Sexta-feira, 20 de dezembro de 2024
Por Redação O Sul | 23 de fevereiro de 2023
Decisão pode levar à reformulação mais importante das doutrinas que regem o discurso online desde o início da internet comercial, nos anos 1990
Foto: DivulgaçãoRedes sociais gigantes como Facebook, Twitter e Instagram operam há anos sob dois princípios. O primeiro é que as plataformas têm o poder de decidir quais conteúdos conservar online e quais remover. O segundo é que os sites não podem ser legalmente responsabilizados pela maior parte do que seus usuários postam online.
A Suprema Corte dos Estados Unidos está prestes a rever essas normas, potencialmente levando à reformulação mais importante das doutrinas que regem o discurso online desde que autoridades e tribunais do país decidiram submeter a web a alguns regulamentos, nos anos 90.
Dois casos
Dois casos apresentados por parentes de vítimas de ataques terroristas dizem que as empresas de mídia social são responsáveis por alimentar a violência com seus algoritmos.
O primeiro caso, Gonzalez versus Google, que teve sua primeira audiência na terça-feira, pede ao mais alto tribunal para determinar se o YouTube, o site de vídeos de propriedade do Google, deve ser responsabilizado por recomendar vídeos terroristas do Estado Islâmico. O segundo tem como alvo o Twitter e o Facebook, além do Google, com alegações semelhantes.

**Informações extraídas**

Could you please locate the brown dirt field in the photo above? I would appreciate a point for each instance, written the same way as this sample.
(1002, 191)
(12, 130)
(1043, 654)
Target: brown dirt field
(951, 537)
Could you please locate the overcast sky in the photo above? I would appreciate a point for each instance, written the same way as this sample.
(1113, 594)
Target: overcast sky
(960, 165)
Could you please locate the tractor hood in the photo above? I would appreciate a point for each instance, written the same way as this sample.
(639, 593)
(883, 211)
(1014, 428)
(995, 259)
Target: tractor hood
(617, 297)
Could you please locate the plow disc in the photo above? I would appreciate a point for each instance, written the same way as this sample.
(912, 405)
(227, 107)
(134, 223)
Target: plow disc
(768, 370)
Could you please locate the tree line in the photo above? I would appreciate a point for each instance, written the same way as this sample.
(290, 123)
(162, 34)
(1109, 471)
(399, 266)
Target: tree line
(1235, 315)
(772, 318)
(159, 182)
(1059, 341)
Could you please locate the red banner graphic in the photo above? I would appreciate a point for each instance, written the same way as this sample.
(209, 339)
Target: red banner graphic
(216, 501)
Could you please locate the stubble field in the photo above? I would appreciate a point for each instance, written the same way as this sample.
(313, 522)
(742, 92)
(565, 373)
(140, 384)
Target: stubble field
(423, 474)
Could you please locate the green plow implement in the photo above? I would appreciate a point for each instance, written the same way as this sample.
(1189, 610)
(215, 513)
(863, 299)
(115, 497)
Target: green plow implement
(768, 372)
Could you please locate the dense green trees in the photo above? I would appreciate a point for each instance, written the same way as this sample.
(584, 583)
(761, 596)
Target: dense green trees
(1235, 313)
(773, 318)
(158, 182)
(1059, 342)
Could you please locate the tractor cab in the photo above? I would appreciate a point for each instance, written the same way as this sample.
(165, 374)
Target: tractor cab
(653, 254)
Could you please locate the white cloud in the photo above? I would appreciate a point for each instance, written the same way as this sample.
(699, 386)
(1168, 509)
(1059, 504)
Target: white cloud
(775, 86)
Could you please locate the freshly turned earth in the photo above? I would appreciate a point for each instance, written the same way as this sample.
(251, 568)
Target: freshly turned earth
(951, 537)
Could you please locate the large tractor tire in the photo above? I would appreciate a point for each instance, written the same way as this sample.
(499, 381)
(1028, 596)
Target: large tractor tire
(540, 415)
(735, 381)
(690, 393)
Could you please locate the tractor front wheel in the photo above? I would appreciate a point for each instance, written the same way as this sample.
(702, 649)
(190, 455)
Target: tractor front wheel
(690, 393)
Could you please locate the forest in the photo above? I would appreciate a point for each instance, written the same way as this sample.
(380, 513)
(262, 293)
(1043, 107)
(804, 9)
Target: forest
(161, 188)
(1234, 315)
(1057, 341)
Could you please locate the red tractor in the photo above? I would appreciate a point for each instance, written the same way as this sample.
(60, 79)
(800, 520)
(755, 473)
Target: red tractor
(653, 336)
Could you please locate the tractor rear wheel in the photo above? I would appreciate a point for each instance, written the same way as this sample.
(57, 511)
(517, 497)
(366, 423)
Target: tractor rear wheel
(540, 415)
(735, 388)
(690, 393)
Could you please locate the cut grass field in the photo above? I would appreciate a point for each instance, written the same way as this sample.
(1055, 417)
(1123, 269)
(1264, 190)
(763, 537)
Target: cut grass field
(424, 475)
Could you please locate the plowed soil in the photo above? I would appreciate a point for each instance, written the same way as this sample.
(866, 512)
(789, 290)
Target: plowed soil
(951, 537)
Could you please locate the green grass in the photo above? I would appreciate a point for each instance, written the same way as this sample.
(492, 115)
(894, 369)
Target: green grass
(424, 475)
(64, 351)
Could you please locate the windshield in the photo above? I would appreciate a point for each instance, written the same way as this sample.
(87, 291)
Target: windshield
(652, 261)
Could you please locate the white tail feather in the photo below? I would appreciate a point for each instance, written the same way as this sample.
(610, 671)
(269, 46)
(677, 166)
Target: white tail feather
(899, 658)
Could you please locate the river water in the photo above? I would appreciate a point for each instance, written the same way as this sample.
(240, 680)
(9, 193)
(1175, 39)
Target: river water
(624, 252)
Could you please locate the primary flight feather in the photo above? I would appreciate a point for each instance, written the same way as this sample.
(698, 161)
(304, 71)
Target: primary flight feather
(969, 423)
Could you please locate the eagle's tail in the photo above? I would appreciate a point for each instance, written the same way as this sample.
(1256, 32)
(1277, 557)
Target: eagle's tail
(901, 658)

**Problema**
Dê sequência à matéria sobre a Suprema Corte dos Estados Unidos e a responsabilidade das redes sociais, começando logo após a última frase do trecho.

**Resultado**
Juntos, eles podem representar o desafio mais importante até agora para a Seção 230 da Lei de Decência nas Comunicações, um estatuto que protege empresas de tecnologia como o YouTube de serem responsabilizadas pelo conteúdo compartilhado e recomendado por suas plataformas. Grupos de liberdades civis apontam que o estatuto oferece proteções valiosas para a liberdade de expressão, dando às plataformas de tecnologia o direito de hospedar uma série de informações sem censura indevida.
Enquanto jornais e revistas podem ser processados em razão dos conteúdos que publicam, a Seção 230 protege as plataformas online contra ações judiciais envolvendo a maioria do conteúdo postado por seus usuários. Com os dois processos, a Suprema Corte dos EUA está sendo instada a determinar se a imunidade concedida pela Seção 230 se estende às plataformas quando elas também estão fazendo “recomendações direcionadas de informações”. Uma decisão a favor da responsabilização do YouTube poderia expor todas as plataformas, grandes e pequenas, a possíveis litígios sobre o conteúdo dos usuários.
Terrorismo
A empresa controladora do YouTube, Google, está sendo processada pela família de Nohemi Gonzalez, uma americana de 23 anos que estudava em Paris em 2015 quando foi morta em ataques coordenados pelo Estado Islâmico. A família pretende apelar de uma decisão que sustentava que a Seção 230 protege o YouTube de ser responsabilizado por recomendar conteúdo que incite ou convoque atos de violência. Nesse caso, o conteúdo em questão eram vídeos de recrutamento do Estado Islâmico.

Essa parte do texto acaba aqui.